_Written request:_
Copy everything below from the line containing "Could you kindly annotate the bird's foot" down to the line containing "Target: tree branch.", both included, and scale every answer coordinate by 2.3, rounding to whole numbers with halves going up. Keep all other text unchanged, and give only those lines.
── Data listing
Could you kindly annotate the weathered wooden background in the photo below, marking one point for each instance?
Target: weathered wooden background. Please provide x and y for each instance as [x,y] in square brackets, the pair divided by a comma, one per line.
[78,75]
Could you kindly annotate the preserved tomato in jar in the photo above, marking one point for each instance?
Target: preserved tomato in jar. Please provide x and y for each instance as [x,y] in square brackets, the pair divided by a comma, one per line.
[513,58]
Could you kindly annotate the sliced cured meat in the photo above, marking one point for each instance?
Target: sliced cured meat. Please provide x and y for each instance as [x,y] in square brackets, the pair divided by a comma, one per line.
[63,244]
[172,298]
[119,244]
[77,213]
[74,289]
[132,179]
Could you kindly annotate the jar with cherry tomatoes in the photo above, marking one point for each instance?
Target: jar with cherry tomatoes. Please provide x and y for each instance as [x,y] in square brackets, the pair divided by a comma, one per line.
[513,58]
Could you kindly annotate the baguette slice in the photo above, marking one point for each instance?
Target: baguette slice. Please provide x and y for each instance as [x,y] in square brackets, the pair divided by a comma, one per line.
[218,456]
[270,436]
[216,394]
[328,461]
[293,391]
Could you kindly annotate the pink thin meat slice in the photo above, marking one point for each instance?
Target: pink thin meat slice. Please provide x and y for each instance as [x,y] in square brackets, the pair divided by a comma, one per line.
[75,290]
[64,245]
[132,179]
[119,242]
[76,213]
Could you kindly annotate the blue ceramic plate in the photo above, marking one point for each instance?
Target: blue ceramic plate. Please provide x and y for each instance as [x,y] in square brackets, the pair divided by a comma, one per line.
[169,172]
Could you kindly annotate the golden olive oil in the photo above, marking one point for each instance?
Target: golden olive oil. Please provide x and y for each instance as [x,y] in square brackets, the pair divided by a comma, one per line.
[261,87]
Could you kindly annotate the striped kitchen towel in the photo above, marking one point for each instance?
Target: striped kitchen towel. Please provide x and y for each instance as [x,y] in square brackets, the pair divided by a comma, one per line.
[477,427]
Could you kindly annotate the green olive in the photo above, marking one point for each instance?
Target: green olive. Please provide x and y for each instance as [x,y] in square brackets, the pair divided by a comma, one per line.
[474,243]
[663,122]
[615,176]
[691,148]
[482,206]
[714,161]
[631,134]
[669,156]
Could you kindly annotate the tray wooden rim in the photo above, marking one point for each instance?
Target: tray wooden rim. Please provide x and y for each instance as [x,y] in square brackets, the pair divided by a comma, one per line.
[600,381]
────
── Data listing
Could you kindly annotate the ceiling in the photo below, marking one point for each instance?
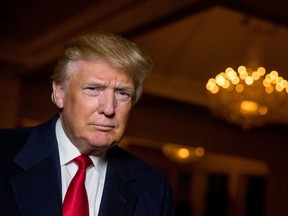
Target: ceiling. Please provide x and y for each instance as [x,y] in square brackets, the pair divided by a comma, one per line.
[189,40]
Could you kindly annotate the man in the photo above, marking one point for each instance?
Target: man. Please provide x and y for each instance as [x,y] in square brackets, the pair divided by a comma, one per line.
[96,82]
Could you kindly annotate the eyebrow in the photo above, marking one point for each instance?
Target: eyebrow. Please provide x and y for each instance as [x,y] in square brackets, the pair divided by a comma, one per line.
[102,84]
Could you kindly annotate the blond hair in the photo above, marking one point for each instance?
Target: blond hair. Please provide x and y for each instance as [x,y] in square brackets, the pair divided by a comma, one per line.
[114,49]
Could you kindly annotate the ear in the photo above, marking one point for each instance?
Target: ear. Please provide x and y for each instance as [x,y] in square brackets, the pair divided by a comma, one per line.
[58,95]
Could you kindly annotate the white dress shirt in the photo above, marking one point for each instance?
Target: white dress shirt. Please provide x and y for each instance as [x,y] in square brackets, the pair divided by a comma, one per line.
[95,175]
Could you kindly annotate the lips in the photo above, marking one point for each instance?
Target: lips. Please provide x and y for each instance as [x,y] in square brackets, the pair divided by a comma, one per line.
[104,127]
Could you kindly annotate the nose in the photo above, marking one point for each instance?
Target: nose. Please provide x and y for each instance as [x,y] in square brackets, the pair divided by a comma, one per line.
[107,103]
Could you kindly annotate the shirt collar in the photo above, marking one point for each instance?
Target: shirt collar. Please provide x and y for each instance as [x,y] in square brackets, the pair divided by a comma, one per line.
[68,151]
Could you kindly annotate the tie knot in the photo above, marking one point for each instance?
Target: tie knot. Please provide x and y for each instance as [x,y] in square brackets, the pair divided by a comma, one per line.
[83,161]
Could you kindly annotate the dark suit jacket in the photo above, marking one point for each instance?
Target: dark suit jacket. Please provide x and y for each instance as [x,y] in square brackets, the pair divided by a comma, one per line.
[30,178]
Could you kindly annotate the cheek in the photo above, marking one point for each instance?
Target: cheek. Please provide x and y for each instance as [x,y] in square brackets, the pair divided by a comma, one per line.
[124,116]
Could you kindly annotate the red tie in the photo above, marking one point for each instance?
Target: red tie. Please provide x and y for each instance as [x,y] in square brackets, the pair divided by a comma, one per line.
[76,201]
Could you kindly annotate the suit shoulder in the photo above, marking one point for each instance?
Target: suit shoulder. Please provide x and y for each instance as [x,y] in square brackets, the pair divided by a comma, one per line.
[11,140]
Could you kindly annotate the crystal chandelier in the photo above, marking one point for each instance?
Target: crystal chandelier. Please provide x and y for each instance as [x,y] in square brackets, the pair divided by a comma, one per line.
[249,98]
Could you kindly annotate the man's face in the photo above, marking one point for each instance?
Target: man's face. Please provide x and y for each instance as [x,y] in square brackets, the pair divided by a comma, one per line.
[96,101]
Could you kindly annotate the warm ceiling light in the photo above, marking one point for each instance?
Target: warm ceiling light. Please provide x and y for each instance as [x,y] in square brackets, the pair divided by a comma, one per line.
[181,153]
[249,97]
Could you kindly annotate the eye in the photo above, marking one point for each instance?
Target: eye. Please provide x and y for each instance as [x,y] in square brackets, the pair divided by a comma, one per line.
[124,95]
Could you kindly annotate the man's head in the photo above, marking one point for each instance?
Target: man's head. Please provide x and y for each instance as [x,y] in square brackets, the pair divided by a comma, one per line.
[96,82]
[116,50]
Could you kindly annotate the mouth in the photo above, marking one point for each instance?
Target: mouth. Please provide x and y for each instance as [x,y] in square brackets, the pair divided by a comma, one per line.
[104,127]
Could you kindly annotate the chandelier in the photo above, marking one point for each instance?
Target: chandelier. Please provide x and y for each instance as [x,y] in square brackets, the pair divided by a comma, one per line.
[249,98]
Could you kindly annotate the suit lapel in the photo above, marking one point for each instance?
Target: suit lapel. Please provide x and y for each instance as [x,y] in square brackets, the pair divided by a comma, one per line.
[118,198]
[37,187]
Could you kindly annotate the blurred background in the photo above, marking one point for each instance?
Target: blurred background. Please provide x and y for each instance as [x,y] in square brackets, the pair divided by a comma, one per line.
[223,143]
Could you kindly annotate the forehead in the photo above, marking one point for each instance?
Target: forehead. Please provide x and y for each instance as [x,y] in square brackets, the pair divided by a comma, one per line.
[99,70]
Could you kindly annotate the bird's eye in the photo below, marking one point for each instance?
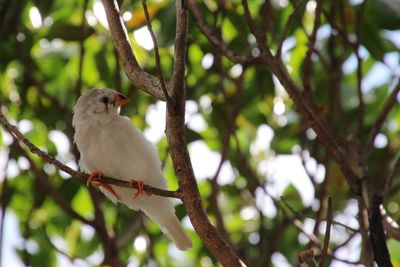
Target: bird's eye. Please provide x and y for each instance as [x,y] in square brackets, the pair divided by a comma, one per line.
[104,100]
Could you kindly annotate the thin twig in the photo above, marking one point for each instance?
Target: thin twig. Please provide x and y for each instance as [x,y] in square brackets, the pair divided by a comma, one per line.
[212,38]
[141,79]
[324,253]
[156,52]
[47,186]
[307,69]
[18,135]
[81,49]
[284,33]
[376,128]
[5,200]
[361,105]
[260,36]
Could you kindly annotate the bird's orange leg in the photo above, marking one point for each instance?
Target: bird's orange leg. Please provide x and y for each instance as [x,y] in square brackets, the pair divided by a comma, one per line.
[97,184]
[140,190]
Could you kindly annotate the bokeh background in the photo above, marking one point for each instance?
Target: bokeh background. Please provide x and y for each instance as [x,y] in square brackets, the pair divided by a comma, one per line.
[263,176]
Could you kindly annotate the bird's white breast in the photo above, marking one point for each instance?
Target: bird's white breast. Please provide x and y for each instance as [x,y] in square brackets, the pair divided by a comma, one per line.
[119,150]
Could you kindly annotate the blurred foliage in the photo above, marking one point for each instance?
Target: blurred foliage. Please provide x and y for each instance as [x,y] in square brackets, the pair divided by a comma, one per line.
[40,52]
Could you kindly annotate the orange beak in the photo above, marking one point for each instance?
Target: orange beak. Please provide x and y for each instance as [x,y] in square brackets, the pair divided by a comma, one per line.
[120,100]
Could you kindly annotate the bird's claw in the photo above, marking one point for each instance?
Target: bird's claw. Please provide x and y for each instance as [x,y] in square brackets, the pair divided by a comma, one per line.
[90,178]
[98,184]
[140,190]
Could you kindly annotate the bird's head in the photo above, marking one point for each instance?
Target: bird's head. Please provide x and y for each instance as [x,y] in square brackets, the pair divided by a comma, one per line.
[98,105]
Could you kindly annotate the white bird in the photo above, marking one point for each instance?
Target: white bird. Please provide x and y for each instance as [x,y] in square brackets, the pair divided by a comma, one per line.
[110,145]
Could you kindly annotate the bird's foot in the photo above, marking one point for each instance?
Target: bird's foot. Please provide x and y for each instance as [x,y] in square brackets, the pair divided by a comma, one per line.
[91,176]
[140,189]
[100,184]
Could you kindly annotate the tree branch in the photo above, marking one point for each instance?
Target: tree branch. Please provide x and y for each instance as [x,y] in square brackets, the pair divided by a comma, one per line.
────
── Data listing
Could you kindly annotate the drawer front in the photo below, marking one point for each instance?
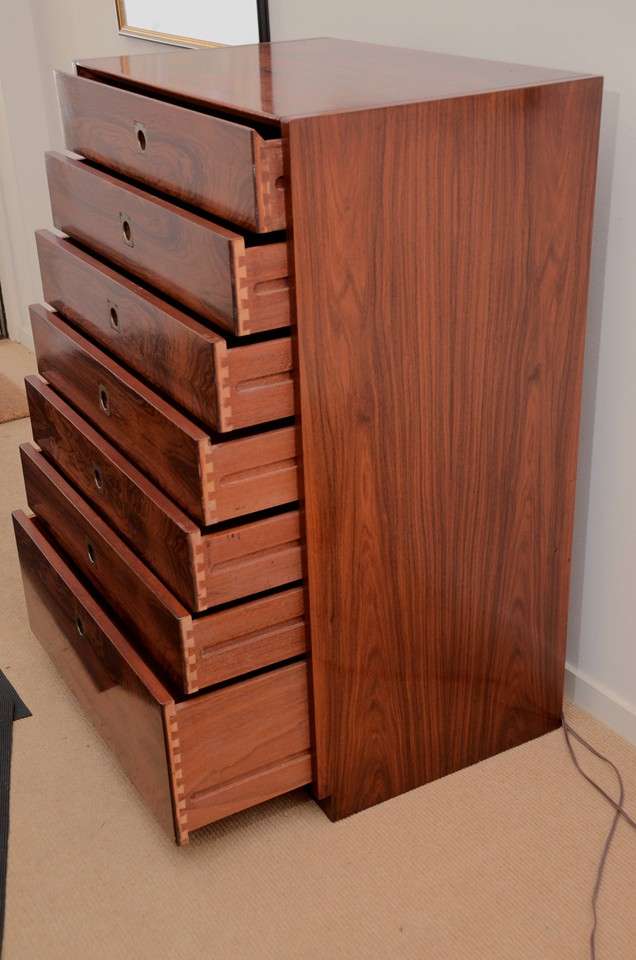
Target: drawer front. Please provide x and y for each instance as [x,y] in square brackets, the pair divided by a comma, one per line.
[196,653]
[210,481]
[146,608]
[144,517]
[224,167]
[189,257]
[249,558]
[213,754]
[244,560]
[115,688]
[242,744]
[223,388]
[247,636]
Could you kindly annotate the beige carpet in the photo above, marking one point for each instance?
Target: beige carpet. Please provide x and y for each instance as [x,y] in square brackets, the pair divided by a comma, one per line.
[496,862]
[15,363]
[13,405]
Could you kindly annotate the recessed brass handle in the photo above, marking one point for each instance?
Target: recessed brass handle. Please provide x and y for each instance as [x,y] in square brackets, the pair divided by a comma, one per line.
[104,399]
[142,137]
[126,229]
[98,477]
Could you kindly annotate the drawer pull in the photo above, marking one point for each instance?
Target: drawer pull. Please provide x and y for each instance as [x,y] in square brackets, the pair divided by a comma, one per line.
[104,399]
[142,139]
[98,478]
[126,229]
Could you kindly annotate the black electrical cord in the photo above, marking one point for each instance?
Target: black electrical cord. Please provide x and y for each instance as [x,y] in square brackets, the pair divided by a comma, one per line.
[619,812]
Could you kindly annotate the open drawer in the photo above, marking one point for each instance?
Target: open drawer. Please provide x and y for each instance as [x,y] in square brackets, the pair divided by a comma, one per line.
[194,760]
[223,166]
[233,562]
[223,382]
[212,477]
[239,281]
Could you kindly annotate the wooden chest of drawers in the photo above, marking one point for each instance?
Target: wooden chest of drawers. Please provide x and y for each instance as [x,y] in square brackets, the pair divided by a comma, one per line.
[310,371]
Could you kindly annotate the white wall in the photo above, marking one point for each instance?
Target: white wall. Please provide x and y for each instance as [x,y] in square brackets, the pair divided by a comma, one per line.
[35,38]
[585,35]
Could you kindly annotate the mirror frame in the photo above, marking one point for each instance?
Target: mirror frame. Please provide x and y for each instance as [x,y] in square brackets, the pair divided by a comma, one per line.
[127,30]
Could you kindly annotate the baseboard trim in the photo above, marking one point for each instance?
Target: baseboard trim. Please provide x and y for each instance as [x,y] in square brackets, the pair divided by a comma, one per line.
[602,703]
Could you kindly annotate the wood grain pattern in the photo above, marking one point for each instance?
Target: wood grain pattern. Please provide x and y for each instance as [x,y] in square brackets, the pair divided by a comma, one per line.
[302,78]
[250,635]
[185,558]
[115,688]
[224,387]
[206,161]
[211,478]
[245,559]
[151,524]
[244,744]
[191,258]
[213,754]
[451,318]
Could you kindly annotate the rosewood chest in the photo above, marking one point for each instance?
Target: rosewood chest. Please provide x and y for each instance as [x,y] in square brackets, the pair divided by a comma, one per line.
────
_Written reply:_
Could you kindly annotate the bird's foot in the photo above, marking one point for each instance?
Target: bird's foot. Please provide x and y for each instance as [x,y] in square brackets, the pair divided by a comma, one per line.
[209,405]
[322,435]
[230,423]
Could you kindly annotate the tree branch in the photo above, marking one point for each instance?
Target: tree branch. Please provide x and y for each instance as [x,y] in square brackets, the pair divided by a comma, one per line.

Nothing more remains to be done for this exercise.